• [PASSAGE]
+++++

It is one of two alleged failed abortions at Woman's Medical Services that Target 8 discovered in court
documents at Muskegon County Circuit Court.
A Muskegon attorney filed a petition in 2009, trying to force the doctor to turn over medical records for
two patients -- records that Alexander told the attorney he had lost.
In the other case, Alexander allegedly performed an abortion on a woman in 2008. Eight hours later, according to court documents, the woman was taken to Hackley Hospital in Muskegon, where doctors discovered she was still pregnant.
After more than four hours of labor, the woman delivered a stillborn baby who was missing the skull, brain
and other body parts, the document shows.
But it was alleged unsanitary and unsafe conditions that led the city of Muskegon to order Alexander to shutdown the clinic last month. An inspection uncovered blood on walls and floors, syringes left in the open, and unsterilized medical equipment, among other violations.
Sheria McCloud, now 34, said the photographs of the clinic recently released by the city show conditions
similar to what she saw when she visited Alexander's clinic three years ago.

+++++

• [RAW DATA]
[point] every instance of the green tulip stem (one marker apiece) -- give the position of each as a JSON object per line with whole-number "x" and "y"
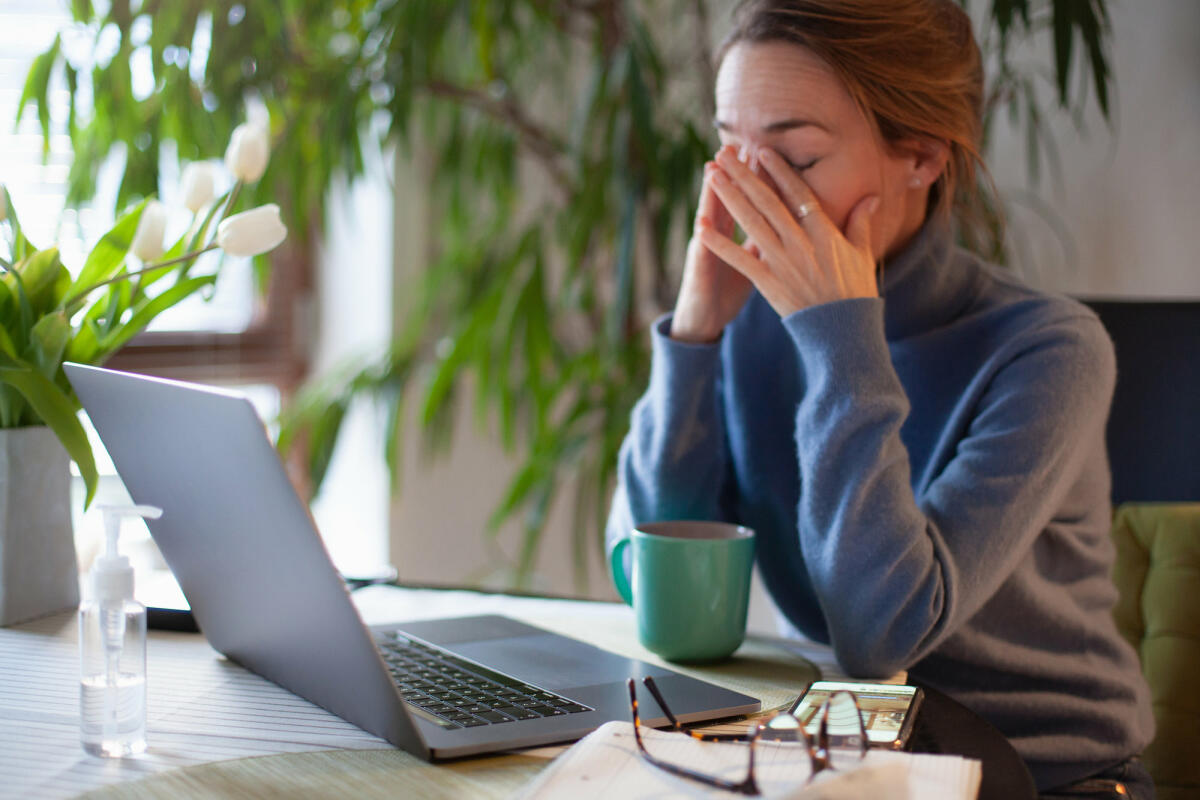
{"x": 125, "y": 276}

+++++

• [QUESTIONS TO ANSWER]
A – Copy the clinic article from "But it was alleged" to "among other violations.".
B – In the clinic article, which hospital was the woman from the 2008 case taken to?

• [SET OF ANSWERS]
A –
But it was alleged unsanitary and unsafe conditions that led the city of Muskegon to order Alexander to shutdown the clinic last month. An inspection uncovered blood on walls and floors, syringes left in the open, and unsterilized medical equipment, among other violations.

B – Hackley Hospital in Muskegon